Рабочее задание
Как перевести на английский язык предложение «Портрет был принят руководителями Наркомата и вывешен в зале.» из текста о портрете Ленина?

Текст для изучения
◆ ◆ ◆ ◆ ◆ ◆ ◆

С наступлением весны, когда дни стали длиннее, я снова могла заняться живописью и начала обещанный портрет Ленина. Лигский предоставил в мое распоряжение много фотографий из семейной и частной жизни Ленина, а художник Бруни, знавший его лично, описал его краски: свежие, теплые тона лица, слегка рыжеватые волосы. Чтобы написать хороший портрет, необходимо найти связь с тем духом, который создал для себя эти формы, отдаться ему и как бы в нем проснуться. В эти формы для меня было мучительно вживаться: мощный выпуклый лоб, за которым угадывалась тяжелая масса мозга, формирующая мысли, определяемые материей; глаза по-монгольски узкие и сравнительно короткий нос; сильно очерченная нижняя губа. Абстрактный интеллект в соединении с большой силой активности преобладали в этом лице; середина – чувство – представлялась как бы укороченной. Некоторые люди, раньше хорошо знавшие Ленина, говорили мне, что много занимаясь изучением марксизма, сам он никогда не посетил ни одной фабрики. Жизнь его не интересовала, его цель – осуществить абстрактный идеал. Также и террор был для него абстрактным понятием. А в частной жизни он был очень деликатен и скромен.
Портрет был принят руководителями Наркомата и вывешен в зале.

◆ ◆ ◆ ◆ ◆ ◆ ◆

Исходные данные
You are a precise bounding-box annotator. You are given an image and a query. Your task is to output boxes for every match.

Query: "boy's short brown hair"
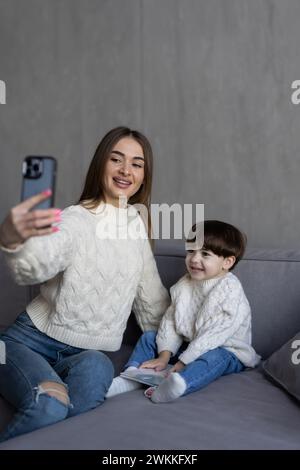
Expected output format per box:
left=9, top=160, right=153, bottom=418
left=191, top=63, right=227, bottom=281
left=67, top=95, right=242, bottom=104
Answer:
left=186, top=220, right=247, bottom=269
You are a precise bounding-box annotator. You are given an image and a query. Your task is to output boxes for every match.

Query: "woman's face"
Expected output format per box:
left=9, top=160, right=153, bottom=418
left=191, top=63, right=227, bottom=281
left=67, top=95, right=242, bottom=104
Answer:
left=103, top=137, right=145, bottom=207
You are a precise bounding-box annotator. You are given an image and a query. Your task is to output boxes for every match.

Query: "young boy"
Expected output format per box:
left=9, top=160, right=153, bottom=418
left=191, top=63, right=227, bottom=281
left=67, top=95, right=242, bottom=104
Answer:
left=107, top=220, right=260, bottom=403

◆ ◆ ◆ ◆ ◆ ◆ ◆

Решение задачи
The portrait was accepted by the heads of the People's Commissariat and hung in the hall.